Start of Data to use

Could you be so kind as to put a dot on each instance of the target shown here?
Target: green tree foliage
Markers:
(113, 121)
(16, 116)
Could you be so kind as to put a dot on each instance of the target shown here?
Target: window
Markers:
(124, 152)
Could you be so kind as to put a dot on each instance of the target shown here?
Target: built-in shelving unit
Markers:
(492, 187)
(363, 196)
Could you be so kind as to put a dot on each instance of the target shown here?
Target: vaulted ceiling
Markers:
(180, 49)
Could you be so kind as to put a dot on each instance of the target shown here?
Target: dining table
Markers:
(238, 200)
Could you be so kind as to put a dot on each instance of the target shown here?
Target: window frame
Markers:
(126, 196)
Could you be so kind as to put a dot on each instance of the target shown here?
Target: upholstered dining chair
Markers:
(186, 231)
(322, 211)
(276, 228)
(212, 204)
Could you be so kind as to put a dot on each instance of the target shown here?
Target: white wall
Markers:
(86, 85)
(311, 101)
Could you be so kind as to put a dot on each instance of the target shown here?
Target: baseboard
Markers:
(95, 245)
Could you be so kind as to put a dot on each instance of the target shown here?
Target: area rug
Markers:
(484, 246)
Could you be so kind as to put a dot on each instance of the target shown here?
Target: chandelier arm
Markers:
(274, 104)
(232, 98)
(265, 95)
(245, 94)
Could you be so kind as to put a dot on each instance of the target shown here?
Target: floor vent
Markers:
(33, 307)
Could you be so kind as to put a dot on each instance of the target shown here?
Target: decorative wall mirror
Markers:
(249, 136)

End of Data to use

The lines above should be duplicated exactly.

* _Result of this task_:
Could you be so kind as to put a dot on each instance of the target shown here?
Target: green tree foliage
Markers:
(113, 121)
(16, 116)
Could you be so kind as to put a dot on each instance of the target shown here?
Target: window
Markers:
(124, 152)
Could you be so kind as to put a dot on each instance of the target shown here?
Target: built-in shelving unit
Markers:
(492, 187)
(363, 196)
Could you be so kind as to put a dot on each instance of the target shown here?
Target: vaulted ceiling
Markers:
(180, 49)
Could you be so kind as to put a dot on each instance of the target shown here?
Target: dining table
Markers:
(238, 200)
Could you be so kind as to put a dot on each instance of the target shown here?
Target: window frame
Markers:
(126, 196)
Could you be so kind as to put a dot on each instance of the target shown here?
Target: upholstered dining chair
Markers:
(186, 231)
(322, 211)
(276, 228)
(212, 204)
Could you be so kind as to put a dot on each instance of the target shown here?
Target: white wall
Markers:
(86, 85)
(311, 101)
Could you be so kind as to put a dot on each instance of the target shown here?
Target: baseboard
Markers:
(95, 245)
Could you be so kind as to put a dot on each instance of the target shown here?
Target: area rug
Markers:
(484, 246)
Could you be so kind as to put a dot on each instance of the target shown here?
Target: chandelier arm
Markers:
(274, 104)
(232, 98)
(265, 95)
(245, 94)
Could you be so kind as to put a dot on each instance of the target shown here?
Target: floor vent
Markers:
(33, 307)
Could you be so kind as to put a dot on each instance of the target shown here?
Target: decorative wall mirror
Markers:
(249, 136)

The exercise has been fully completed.